Extract to read:
² For non Canadian readers the Simpsons Department stores were acquired by the famous Hudson’s Bay Company and the Eatons Department stores declared bankruptcy and were picked up by Sears. Happily, Birks Jewelers continue to this day.
I sold some motorsports photos and used the proceeds towards purchasing perhaps the ultimate motorsports themed Omega vintage watch. This is the 1969 Omega Chronostop Driver where the watch face is turned 90 degrees clockwise and the watch worn under the wrist so it is visible when the hands are at 4 and 8 o’clock on the steering wheel. It has the same movement as the Speedmaster Professional but without the minute and hour track so many have criticized the chronostop feature as limited since only elasped time under a minute can be read. But when race cars lap at just slightly over a minute, I find this feature very useful in timing their next appearance.
Interesting story, thanks for posting
Very interesting story about Omega watches. I have similar watch from 69, checkered flag dial, model 552, case 165.041 ,gold plated with 14 K, with Omega extract from archives with interesting engraving on the back. Initials E.P.F and in French “a bientot”. How I could check to whom was the watch presented? First things coming to my mind is Formula one GP in Canada. Initials ? Fittipaldi ? Ferrari? What would be your thoughts and how to get to the bottom of that and were.?

Exercise: Pick up the piece on vintage Omega watches and motorsport after its final sentence and keep writing.

(Coordinate annotation entries)
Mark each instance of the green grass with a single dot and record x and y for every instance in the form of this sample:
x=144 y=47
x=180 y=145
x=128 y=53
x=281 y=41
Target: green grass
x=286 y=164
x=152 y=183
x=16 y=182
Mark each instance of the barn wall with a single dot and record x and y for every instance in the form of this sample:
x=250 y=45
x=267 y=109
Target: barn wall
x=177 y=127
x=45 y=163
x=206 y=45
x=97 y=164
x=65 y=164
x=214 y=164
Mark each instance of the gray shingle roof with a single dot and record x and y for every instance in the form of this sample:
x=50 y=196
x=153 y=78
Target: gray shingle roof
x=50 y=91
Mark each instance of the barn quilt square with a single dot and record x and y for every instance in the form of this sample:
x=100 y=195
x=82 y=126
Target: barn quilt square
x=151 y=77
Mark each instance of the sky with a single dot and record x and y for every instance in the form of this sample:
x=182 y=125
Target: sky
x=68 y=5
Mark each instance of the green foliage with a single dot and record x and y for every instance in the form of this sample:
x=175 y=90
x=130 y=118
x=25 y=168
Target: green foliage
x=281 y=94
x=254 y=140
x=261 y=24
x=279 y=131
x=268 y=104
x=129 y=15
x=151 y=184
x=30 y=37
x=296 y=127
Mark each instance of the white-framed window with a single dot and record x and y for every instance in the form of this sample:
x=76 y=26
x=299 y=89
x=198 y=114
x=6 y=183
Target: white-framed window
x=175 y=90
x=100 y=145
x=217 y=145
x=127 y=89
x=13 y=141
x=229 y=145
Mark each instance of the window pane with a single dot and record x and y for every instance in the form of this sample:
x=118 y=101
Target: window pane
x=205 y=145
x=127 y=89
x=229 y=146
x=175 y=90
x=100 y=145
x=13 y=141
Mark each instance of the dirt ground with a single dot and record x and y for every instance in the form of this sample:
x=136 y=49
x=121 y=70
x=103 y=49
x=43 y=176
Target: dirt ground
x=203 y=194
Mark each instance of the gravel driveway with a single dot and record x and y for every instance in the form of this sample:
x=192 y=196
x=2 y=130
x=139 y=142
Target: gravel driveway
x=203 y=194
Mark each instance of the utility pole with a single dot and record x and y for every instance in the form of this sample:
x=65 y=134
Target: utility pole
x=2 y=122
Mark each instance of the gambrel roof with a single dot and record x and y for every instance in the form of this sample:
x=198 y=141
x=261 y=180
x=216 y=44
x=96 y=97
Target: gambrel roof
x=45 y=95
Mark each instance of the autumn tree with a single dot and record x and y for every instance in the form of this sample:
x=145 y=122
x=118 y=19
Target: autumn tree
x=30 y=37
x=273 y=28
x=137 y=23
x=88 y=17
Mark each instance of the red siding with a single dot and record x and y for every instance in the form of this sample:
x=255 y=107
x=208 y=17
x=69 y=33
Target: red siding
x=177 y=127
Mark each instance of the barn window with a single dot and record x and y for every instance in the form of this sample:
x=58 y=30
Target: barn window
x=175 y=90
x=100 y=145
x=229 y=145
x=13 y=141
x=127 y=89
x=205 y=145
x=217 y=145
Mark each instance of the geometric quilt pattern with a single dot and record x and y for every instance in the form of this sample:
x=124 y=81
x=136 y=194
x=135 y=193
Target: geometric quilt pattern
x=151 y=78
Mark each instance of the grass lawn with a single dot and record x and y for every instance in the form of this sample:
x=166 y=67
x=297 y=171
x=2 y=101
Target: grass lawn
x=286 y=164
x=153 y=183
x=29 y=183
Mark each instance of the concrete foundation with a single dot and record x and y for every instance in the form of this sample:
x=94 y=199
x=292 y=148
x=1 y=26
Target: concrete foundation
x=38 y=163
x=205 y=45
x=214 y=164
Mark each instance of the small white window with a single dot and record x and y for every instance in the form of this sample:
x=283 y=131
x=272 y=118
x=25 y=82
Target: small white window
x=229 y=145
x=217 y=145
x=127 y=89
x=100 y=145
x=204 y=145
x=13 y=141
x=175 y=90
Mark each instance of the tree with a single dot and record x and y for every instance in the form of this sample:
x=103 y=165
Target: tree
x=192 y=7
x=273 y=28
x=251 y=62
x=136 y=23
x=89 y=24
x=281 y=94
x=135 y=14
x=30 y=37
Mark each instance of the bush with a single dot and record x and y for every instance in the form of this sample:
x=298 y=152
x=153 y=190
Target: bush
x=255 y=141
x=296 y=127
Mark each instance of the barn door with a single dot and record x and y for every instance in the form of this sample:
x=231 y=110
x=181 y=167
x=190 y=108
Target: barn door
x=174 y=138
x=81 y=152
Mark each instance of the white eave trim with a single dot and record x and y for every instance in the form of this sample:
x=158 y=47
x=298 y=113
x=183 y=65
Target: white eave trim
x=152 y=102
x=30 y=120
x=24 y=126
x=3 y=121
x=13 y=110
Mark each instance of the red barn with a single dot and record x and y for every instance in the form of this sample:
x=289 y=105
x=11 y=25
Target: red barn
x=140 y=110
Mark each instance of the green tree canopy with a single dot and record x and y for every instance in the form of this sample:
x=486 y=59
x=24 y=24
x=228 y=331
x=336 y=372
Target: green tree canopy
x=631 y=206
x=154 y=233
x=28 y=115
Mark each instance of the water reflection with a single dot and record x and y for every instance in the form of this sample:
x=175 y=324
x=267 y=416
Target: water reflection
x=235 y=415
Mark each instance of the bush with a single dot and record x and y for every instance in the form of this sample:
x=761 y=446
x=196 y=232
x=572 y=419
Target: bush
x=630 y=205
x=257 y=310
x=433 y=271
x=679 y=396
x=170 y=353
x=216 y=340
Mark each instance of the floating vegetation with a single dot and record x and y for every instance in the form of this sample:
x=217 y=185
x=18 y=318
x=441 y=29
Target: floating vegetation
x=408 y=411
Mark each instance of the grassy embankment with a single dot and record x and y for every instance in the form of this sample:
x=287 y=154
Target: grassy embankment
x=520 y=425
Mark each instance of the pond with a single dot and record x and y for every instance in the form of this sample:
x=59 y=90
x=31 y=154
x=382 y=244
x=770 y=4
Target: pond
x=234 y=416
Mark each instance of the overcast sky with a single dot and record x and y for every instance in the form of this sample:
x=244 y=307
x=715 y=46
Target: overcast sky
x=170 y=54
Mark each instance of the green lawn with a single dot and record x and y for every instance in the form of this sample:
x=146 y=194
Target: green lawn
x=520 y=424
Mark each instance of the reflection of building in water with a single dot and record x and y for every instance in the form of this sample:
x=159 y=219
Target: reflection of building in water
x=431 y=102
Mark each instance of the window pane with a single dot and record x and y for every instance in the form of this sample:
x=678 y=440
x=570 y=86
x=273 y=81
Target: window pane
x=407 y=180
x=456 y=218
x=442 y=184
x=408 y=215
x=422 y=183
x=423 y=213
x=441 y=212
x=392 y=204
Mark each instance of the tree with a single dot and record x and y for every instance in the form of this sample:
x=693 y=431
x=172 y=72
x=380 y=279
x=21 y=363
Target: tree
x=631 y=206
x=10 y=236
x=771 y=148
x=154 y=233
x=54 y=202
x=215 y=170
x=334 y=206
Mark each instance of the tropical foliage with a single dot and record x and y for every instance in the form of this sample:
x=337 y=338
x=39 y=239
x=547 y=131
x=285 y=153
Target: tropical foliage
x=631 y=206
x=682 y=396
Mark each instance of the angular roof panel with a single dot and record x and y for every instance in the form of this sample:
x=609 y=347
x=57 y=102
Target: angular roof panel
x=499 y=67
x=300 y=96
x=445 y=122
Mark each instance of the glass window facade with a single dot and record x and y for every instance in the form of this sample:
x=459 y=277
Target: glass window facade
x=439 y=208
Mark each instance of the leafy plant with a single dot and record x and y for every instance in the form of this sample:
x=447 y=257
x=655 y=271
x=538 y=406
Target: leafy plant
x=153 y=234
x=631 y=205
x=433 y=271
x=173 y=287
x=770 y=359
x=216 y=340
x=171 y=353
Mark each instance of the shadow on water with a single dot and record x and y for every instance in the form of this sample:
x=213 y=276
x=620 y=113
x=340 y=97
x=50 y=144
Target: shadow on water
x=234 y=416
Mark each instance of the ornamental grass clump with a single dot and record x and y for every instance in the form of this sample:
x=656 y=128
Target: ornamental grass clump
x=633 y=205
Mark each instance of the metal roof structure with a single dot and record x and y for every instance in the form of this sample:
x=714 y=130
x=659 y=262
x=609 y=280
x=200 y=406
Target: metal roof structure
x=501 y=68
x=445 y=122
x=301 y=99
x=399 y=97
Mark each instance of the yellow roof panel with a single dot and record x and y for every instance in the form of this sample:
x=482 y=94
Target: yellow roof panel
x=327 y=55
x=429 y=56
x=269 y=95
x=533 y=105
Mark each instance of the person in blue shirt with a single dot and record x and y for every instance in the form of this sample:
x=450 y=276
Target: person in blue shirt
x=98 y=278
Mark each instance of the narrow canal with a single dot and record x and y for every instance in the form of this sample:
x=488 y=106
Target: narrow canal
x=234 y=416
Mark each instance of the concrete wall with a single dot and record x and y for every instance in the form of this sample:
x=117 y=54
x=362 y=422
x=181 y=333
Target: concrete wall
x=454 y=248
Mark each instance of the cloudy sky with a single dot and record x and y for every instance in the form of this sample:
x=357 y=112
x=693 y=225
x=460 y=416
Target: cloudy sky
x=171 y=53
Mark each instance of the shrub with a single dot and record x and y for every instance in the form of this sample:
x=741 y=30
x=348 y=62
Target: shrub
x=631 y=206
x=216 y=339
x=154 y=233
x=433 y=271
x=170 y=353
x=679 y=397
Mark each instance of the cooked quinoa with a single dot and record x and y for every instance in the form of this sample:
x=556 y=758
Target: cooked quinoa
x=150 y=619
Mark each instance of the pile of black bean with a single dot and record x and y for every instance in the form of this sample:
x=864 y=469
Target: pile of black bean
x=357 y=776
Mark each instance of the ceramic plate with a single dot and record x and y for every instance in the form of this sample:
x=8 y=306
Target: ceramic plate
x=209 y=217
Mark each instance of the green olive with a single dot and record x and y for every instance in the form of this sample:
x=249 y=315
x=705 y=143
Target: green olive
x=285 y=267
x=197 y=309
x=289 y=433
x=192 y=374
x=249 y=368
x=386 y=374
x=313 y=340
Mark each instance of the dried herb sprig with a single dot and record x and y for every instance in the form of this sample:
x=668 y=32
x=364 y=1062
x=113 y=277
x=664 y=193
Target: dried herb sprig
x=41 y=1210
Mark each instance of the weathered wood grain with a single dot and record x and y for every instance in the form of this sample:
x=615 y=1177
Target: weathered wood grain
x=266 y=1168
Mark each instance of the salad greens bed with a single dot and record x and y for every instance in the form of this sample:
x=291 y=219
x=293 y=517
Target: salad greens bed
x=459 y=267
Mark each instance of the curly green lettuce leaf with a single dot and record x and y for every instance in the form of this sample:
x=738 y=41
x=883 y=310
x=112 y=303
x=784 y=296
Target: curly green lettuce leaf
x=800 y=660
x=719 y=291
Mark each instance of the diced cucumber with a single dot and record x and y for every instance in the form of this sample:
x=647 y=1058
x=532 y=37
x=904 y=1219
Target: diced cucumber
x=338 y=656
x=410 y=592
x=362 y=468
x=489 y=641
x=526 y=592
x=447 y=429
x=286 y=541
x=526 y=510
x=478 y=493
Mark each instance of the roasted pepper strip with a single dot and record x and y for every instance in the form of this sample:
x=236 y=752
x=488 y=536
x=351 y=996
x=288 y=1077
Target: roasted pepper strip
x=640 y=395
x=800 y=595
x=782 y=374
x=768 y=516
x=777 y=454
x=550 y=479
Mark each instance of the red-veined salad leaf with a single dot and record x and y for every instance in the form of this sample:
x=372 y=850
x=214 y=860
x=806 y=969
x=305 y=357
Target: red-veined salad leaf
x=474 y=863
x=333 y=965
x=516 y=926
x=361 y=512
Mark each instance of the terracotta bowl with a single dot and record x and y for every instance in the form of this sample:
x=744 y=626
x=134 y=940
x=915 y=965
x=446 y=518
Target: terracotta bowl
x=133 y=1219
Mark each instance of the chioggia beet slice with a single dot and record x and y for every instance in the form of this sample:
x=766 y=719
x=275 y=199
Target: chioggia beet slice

Written reply:
Good guesses, but Fittipaldi did not enter F1 until 1970 and has no apparent middle name, Ferrari has a long middle name of which P does not appear. EPF is likely not a famous person.
You are right….
The watch was manufactured in May 21, 1969 so could be presented in 70. Besides “a bientot” is missing accant sircomflecs above “o” which would indicate Canadian French from Quebec and looks like frase a biento is commonly used in sport for athletes to come back to the competition. Engraving is very beautiful and originally was in gold, some trases of gold still remain. You are right again about Fittipaldi second name doesn’t appier anywere. His mother was Polish catholic Wojciechowski and father Italian so he had to have second name from baptism. He has Polish and Brasilian citizenship. Also his grandson is Pietro. Enzo son was Piero and was his father translater in 69 and 70s. The problem is how to find out about it ? Is there any archive from Mount Tremblant F1? I know it sounds like wishful thinking. Thanks for your comments.